Data entries:
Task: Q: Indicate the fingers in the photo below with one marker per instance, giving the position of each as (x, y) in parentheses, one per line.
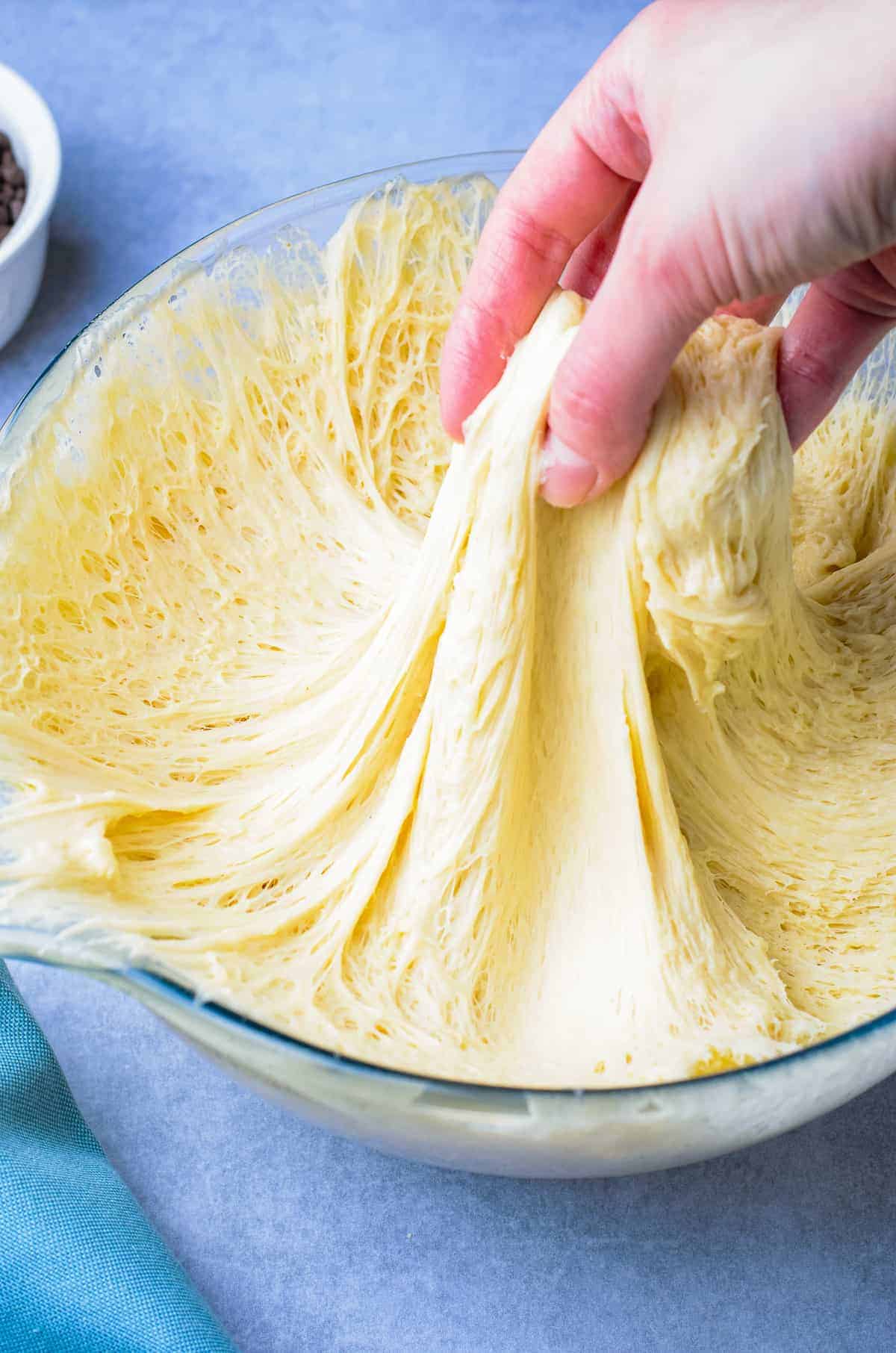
(606, 386)
(838, 323)
(591, 263)
(764, 309)
(558, 194)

Exercise task: Reproduce every line of the item above, including its request, but omit the picture. Multiply each coordinate in the answers by 0.25 and round the result to the nearest whole number, rounding halves up.

Response to this task:
Task: Q: Indicate the fingers in the photo below with one marker per instance, giving the position of each as (x, y) in parentheses, one per line.
(152, 97)
(210, 81)
(148, 66)
(191, 77)
(140, 49)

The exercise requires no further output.